## GIVEN EXERCISE
Write out exactly the lines running from the one that contains "Mark one point on each instance of the lichen" through the end of the material.

## MATERIAL TO PROCESS

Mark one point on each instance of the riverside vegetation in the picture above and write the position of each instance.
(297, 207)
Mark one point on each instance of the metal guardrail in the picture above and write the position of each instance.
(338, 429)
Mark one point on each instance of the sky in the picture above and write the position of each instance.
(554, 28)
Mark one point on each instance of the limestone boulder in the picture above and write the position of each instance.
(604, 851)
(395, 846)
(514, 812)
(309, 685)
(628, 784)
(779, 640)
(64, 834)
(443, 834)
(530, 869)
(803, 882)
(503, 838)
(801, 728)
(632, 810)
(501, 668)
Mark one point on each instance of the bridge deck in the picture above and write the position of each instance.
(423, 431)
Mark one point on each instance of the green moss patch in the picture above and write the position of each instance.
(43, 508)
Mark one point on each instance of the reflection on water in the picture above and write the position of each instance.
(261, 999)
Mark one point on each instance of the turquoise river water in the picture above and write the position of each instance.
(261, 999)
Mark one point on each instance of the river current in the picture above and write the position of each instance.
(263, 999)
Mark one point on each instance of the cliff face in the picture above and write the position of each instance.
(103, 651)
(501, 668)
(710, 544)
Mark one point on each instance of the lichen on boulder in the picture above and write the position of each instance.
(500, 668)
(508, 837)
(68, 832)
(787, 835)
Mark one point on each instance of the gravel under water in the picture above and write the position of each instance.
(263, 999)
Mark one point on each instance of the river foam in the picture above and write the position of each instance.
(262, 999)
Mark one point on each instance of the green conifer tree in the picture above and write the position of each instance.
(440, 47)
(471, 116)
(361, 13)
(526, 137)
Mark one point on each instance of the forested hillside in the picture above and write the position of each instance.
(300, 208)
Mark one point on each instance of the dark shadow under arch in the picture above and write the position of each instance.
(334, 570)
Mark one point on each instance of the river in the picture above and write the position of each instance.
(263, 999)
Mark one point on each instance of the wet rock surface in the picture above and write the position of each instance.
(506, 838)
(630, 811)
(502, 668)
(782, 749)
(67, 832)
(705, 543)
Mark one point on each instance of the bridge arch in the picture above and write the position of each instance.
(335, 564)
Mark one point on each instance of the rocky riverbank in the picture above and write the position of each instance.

## ANSWER TO THIS TASK
Mark one point on each instance of the lichen on boulder in the picture above and write the position of each instance.
(500, 668)
(508, 837)
(68, 832)
(787, 835)
Mark one point on each instance of the gravel under water in the picture above and write the position of each instance.
(263, 999)
Mark one point on each instance of the river foam in the picture above and write the position of each instance.
(262, 999)
Mark one point on each instance of the green conifer tree in the picture above and write the position of each instance.
(440, 47)
(471, 116)
(361, 13)
(526, 137)
Mark one point on each instance of the forested hillside in the picture above and write the position of each instance.
(300, 208)
Mark one point on each instance of the dark shadow under arch in the picture above and write the position of each instance.
(334, 570)
Mark one point on each instance of the river in the picture above and write the position of each instance.
(263, 999)
Mark one point on each instance of the wet rock surface in the picture above and write the position of each instance.
(506, 838)
(630, 811)
(502, 668)
(782, 749)
(67, 832)
(705, 543)
Mark one point on each instance of the bridge arch in the picture above and write the position of each instance.
(335, 564)
Mark one point on each instance of the rocky riverbank in the picture above and write the position of each instance.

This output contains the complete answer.